» Given text:
-- -- --
Monday 15 June 2009
by: Dean Baker, t r u t h o u t | Perspective
President Barack Obama has proposed an optional public health insurance plan to provide real competition to existing private health insurance plans. (Photo: Getty)
It may not be as exciting as the Thrilla in Manila, but its outcome will have far more impact on the lives of tens of millions of families across the country. The story is straightforward. President Obama had stepped up to challenge the insurance industry in order to reform the health care system in the United States.
Specifically, he is proposing to create a public health insurance plan, like Medicare, that people would have the option to buy into. Ideally, this would ensure that everyone had a good health insurance option available to them and provide real competition to the existing private plans.
For the private insurers, competition is the crux of the problem. Insurers don't want to have to compete with a well-run public plan. That's not how they make money. The most effective route for a private insurer to make money is to avoid insuring people who get sick, not by providing good care for those who need it.
If workers and their employers had the option to buy into a well-run public plan, instead of dealing with the Aetna, Cigna and United Health types, tens of millions would take advantage of this option. In spite of the industry's propaganda, the public sector actually provides health insurance more efficiently than the private sector.
Medicare's administrative costs are equal to about 2 percent of what it pays out to providers. For private insurers the ratio over expenses to payments is typically over 15 percent. Blue Cross of North Carolina, which was prepared to take the lead in bashing President Obama's plan, boasts that its ratio is now under 20 percent. This compares to an expense to payout ratio of more than 25 percent earlier in the decade.
It is easy to see why private insurers have such high costs. Their top executives boast paychecks that run into the millions or even tens of millions of dollars. They have large marketing and advertising costs, and don't forget the dividends to shareholders. It is understandable that they would be upset about competing with a public plan that doesn't have these expenses.
The competition with a public plan would hit insurance industry profits in two ways. First, fewer customers means less profit. If 20 to 30 percent of the industry's customers migrated to a public plan, profits will drop by 20 to 30 percent, other things being equal.
But, it gets worse. In order to avoid losing even more customers, the private insurers will almost certainly have to lower their profit margins. As a result, they are likely to make less money even on the customers they are able to keep. The net effect could be a 50 percent, 60 percent - possibly even 70 percent - drop in profits. For the folks who profit by not paying for care, you're talking about an economic disaster.
-- -- --
» Your task: List every private health insurance company that the article on the public health insurance plan names. The records that come next are separate material and have no connection to the article.

» Study material:
-- -- --
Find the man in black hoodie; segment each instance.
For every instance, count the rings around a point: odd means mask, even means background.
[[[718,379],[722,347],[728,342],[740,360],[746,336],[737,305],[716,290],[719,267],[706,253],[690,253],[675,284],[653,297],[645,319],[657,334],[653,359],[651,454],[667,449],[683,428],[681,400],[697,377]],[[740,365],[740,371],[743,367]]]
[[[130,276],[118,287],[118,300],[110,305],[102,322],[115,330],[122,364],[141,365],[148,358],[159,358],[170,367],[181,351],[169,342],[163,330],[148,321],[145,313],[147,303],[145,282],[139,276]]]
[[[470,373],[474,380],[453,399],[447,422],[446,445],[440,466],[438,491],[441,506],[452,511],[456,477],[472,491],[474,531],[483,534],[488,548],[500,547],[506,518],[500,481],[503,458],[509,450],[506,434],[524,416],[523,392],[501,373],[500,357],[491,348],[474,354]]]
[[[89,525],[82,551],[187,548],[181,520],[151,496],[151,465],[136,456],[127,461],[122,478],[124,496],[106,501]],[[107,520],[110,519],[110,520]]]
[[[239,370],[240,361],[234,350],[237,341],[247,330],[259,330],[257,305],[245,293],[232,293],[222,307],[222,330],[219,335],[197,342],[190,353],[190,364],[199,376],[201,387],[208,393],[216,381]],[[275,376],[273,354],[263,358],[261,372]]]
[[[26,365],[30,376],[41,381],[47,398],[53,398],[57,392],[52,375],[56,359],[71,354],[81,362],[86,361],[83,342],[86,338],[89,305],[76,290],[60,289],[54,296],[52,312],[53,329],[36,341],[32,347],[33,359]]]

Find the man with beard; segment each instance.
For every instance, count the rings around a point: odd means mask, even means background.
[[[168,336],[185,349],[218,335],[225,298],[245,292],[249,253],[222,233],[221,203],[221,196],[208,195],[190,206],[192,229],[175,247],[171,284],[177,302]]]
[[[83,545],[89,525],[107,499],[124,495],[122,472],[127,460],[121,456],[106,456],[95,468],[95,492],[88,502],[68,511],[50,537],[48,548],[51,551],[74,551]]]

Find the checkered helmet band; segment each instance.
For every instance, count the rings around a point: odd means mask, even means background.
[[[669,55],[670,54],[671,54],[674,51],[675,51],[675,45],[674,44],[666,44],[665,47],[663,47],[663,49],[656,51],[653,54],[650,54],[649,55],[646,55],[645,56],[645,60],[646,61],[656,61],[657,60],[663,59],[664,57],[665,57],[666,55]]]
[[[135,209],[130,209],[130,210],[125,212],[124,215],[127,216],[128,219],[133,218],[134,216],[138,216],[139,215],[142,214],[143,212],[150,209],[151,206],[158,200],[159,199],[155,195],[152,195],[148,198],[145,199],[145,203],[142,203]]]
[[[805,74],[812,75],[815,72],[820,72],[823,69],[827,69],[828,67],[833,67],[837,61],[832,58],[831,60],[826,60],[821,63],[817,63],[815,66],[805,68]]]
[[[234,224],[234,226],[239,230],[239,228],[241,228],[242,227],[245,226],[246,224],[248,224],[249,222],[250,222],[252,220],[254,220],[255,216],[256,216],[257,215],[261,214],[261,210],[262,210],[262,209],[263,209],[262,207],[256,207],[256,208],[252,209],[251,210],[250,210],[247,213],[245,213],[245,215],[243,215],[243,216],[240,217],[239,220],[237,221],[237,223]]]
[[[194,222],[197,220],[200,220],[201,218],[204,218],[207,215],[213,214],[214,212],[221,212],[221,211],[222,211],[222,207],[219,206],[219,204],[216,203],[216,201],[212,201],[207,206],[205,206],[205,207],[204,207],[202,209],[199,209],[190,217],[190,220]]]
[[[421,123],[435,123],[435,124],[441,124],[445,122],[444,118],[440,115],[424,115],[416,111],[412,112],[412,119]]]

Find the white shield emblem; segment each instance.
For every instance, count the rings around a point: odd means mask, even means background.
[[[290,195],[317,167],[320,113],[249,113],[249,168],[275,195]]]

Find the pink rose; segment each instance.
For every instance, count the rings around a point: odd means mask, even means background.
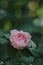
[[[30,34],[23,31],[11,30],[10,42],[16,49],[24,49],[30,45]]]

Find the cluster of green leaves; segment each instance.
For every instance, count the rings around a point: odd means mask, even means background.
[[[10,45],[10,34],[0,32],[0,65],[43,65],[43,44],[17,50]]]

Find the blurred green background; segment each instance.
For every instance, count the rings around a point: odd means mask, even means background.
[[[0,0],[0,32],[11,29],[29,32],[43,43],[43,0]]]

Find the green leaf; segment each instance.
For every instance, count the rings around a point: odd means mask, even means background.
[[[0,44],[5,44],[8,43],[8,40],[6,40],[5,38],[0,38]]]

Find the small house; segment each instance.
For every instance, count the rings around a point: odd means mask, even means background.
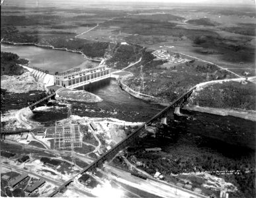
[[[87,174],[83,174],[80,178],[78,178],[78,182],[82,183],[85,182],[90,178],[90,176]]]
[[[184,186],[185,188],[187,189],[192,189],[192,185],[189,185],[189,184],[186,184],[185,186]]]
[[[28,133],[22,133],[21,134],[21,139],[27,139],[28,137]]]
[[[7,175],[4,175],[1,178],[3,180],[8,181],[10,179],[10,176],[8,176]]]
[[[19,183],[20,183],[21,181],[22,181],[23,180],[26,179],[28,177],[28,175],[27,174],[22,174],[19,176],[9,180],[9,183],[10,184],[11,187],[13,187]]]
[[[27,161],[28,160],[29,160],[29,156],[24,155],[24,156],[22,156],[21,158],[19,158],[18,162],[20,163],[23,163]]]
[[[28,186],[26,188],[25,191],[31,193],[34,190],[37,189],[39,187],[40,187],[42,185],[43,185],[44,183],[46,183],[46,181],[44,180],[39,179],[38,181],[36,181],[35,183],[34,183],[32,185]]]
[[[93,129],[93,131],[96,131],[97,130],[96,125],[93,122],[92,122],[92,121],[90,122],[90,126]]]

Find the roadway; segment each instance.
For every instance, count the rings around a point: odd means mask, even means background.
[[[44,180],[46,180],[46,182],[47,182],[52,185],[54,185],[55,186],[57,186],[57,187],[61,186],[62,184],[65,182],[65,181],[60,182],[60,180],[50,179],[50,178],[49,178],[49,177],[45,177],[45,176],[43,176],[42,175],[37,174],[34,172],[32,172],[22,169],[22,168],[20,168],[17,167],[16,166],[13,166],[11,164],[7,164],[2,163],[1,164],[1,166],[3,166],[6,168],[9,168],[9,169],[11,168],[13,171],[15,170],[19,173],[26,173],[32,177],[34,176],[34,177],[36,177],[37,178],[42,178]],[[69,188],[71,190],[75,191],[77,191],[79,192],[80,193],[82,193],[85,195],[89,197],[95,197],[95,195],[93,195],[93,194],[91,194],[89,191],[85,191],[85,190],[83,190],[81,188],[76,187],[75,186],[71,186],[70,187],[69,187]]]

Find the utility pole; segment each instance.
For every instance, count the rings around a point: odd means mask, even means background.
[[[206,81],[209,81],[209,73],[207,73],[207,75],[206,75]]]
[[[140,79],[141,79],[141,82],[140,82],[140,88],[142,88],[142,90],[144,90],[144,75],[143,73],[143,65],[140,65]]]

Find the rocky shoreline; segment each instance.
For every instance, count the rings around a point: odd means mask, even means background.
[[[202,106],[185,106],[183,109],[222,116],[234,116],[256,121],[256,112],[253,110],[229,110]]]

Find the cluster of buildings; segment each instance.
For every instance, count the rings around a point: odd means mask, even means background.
-- -- --
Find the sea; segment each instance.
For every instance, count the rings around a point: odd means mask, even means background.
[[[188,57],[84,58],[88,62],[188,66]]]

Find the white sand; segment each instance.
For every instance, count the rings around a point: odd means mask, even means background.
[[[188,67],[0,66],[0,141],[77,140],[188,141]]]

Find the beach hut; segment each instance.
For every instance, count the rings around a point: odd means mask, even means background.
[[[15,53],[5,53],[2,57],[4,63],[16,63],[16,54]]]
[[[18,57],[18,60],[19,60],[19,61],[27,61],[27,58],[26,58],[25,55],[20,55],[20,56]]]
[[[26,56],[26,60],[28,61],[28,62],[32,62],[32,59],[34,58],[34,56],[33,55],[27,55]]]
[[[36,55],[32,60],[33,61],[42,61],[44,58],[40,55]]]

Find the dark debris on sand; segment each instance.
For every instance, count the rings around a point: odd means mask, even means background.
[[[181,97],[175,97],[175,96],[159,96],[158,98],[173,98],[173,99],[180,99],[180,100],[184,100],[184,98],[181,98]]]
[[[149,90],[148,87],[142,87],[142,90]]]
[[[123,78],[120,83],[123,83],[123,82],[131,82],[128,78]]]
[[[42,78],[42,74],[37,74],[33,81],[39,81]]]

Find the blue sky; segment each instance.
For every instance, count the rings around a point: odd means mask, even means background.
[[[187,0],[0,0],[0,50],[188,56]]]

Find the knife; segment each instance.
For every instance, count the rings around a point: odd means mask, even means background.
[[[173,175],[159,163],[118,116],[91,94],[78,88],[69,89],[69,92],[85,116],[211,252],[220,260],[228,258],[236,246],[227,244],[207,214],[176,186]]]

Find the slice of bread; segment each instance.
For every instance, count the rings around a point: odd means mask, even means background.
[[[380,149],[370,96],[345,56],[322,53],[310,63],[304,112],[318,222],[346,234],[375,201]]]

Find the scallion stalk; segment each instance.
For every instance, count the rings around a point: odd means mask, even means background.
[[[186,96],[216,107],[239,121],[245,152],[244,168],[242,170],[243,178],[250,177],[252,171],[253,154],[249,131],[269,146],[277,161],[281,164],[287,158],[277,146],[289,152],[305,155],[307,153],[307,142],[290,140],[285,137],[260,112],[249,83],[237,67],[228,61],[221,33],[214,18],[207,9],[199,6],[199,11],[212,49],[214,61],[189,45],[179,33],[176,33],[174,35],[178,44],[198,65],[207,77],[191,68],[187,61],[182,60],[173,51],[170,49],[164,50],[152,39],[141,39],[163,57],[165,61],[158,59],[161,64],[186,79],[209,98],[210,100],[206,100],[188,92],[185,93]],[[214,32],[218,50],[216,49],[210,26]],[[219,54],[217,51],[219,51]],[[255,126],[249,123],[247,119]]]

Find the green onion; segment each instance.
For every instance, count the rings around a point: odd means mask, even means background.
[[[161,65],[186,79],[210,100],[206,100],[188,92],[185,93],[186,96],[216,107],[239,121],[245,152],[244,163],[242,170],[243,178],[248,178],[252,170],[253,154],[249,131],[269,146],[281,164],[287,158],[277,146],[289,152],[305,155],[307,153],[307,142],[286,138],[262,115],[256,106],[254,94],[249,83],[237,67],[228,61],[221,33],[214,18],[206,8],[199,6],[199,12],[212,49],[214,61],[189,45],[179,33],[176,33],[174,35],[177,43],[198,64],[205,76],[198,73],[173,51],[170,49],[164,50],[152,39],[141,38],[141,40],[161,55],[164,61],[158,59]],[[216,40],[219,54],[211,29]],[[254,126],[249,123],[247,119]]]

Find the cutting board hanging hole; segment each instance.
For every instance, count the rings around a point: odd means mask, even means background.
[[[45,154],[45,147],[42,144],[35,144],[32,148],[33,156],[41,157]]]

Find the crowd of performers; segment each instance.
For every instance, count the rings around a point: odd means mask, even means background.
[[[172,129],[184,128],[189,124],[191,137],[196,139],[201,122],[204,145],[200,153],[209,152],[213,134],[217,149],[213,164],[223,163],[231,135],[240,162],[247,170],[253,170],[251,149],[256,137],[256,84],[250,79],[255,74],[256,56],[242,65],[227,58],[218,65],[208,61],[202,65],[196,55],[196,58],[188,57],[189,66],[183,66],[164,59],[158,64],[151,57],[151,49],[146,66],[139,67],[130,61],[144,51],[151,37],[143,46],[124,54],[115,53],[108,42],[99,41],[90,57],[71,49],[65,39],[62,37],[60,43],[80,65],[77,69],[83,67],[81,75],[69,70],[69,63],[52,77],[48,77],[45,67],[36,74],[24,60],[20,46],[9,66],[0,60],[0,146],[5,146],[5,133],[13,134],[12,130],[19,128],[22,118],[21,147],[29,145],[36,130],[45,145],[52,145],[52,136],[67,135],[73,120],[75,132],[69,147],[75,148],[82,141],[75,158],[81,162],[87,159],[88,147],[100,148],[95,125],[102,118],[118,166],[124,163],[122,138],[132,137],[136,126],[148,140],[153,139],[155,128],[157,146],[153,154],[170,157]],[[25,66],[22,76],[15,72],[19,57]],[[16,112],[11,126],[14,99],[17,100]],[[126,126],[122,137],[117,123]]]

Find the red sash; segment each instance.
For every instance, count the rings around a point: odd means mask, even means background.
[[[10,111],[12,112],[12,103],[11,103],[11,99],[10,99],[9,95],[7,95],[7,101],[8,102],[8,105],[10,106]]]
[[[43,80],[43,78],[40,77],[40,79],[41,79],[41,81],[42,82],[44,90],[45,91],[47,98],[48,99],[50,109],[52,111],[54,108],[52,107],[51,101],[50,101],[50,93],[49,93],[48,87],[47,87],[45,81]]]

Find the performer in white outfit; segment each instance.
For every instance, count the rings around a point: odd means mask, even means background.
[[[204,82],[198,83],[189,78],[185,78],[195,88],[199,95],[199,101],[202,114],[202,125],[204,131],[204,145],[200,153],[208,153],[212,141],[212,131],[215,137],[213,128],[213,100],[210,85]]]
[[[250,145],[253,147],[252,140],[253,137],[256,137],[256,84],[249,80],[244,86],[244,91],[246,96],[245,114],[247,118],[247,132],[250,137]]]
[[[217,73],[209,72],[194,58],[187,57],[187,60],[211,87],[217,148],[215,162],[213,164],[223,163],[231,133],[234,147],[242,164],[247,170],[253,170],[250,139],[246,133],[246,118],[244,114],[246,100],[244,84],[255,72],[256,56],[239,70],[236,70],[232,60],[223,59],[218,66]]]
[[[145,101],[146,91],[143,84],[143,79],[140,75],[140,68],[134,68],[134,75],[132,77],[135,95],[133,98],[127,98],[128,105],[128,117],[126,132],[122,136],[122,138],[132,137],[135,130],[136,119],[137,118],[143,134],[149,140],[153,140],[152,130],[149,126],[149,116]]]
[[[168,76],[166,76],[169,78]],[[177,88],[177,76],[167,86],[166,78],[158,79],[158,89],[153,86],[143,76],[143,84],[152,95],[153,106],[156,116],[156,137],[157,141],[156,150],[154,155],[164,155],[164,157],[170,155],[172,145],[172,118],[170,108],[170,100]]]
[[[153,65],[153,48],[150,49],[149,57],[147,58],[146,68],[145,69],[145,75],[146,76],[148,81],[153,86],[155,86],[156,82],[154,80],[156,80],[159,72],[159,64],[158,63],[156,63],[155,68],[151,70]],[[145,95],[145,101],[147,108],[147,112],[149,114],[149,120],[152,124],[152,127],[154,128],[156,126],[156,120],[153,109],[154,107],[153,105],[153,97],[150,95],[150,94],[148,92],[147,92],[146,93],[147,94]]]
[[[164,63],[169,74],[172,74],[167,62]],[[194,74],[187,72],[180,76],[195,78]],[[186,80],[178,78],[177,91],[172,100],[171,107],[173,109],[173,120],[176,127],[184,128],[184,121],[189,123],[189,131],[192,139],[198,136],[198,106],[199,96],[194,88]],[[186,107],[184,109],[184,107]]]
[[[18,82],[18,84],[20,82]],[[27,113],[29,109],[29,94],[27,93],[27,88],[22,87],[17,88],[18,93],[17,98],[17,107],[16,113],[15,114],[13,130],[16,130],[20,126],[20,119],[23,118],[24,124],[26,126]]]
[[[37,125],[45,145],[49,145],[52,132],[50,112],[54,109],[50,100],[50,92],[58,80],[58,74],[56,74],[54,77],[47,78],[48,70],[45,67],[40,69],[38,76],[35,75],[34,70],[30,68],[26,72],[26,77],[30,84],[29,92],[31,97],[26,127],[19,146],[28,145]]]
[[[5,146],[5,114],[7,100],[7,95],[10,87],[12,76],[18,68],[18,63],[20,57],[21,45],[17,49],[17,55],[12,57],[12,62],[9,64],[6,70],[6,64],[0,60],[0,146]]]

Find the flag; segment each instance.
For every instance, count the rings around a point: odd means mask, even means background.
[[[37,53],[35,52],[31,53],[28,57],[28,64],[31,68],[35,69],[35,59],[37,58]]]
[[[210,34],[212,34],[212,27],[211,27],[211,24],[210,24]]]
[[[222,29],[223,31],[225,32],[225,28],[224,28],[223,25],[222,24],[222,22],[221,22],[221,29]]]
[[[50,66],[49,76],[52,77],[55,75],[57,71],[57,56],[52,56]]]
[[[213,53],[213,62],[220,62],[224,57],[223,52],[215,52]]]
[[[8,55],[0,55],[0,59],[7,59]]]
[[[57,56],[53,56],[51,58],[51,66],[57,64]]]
-- -- --
» Result of the exercise: Aetna, Cigna, United Health, Blue Cross of North Carolina